Exercise brief
Output every line of the entries below as a Markdown table with the columns Row and Line, numbering the rows in order and leaving out blank lines.

Records shown

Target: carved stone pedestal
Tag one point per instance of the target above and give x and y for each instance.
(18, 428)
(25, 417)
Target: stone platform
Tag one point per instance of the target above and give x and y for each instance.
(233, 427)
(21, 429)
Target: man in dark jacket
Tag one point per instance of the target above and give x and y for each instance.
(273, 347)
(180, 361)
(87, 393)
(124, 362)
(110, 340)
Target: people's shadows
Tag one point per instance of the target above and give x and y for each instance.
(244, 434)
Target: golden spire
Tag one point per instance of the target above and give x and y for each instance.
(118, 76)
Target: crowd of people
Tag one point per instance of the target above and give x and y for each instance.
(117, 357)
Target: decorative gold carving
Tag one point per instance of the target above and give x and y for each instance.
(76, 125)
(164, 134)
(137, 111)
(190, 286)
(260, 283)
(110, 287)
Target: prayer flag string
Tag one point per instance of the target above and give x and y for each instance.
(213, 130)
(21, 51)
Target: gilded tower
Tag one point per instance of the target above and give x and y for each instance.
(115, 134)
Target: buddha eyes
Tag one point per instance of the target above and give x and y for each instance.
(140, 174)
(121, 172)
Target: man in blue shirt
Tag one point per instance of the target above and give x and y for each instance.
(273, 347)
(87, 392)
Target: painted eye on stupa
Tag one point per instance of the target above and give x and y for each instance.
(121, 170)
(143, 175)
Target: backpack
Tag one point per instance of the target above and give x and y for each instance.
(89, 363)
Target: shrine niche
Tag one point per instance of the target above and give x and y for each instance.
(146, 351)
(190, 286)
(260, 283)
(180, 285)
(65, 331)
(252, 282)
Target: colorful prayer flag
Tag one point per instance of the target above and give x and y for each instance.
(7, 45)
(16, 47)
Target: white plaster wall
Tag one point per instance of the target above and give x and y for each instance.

Written answer
| Row | Line |
|---|---|
| 1 | Target: carved stone pedestal |
| 2 | Tag one point per instance of the target above and give x and y for each instance. |
| 3 | (18, 428) |
| 4 | (25, 417) |
| 5 | Target: stone platform |
| 6 | Tag one point per instance of the target above and give x and y for each instance. |
| 7 | (233, 427) |
| 8 | (21, 429) |
| 9 | Target: man in dark jacket |
| 10 | Tag one point per instance of the target above and give x and y for each instance. |
| 11 | (273, 347) |
| 12 | (180, 361) |
| 13 | (87, 393) |
| 14 | (124, 362) |
| 15 | (110, 340) |
| 16 | Target: people's shadows |
| 17 | Tag one point per instance of the target above and give x and y for each instance. |
| 18 | (244, 434) |
| 19 | Target: golden spire |
| 20 | Tag one point per instance of the target above and give x and y for each instance. |
| 21 | (118, 76) |
| 22 | Target: crowd of people |
| 23 | Tag one point per instance of the target above and give x and y for each instance. |
| 24 | (117, 357) |
| 25 | Target: decorative gold carving |
| 26 | Tag one point per instance of the target above and give x and y for each instance. |
| 27 | (76, 125) |
| 28 | (164, 134) |
| 29 | (137, 111) |
| 30 | (190, 286) |
| 31 | (260, 283) |
| 32 | (110, 287) |
| 33 | Target: prayer flag string |
| 34 | Tag one point per instance of the target above and give x and y for each instance. |
| 35 | (213, 130) |
| 36 | (21, 51) |
| 37 | Target: gilded tower |
| 38 | Tag one point per instance of the target above and give x and y for each instance. |
| 39 | (115, 134) |
| 40 | Target: buddha eyes |
| 41 | Tag one point per instance of the target above and give x and y for each instance. |
| 42 | (140, 174) |
| 43 | (121, 172) |
| 44 | Target: man in blue shirt |
| 45 | Tag one point per instance of the target above and give x and y for each instance. |
| 46 | (273, 347) |
| 47 | (87, 392) |
| 48 | Target: painted eye on stupa |
| 49 | Tag one point per instance of the target above and give x and y for each instance. |
| 50 | (121, 170) |
| 51 | (143, 175) |
| 52 | Target: backpack |
| 53 | Tag one point per instance of the target above and give x and y for each instance. |
| 54 | (89, 363) |
| 55 | Target: shrine niche |
| 56 | Tag one point per instance of the target above and give x and y for each instance. |
| 57 | (146, 351) |
| 58 | (190, 286) |
| 59 | (260, 283) |
| 60 | (180, 285) |
| 61 | (65, 331) |
| 62 | (252, 282) |
| 63 | Target: colorful prayer flag |
| 64 | Tag one point per instance of the target above and give x and y for each instance. |
| 65 | (7, 45) |
| 66 | (16, 47) |
| 67 | Target: white plaster wall |
| 68 | Tag one point per instance of the target above and give x and y for each instance. |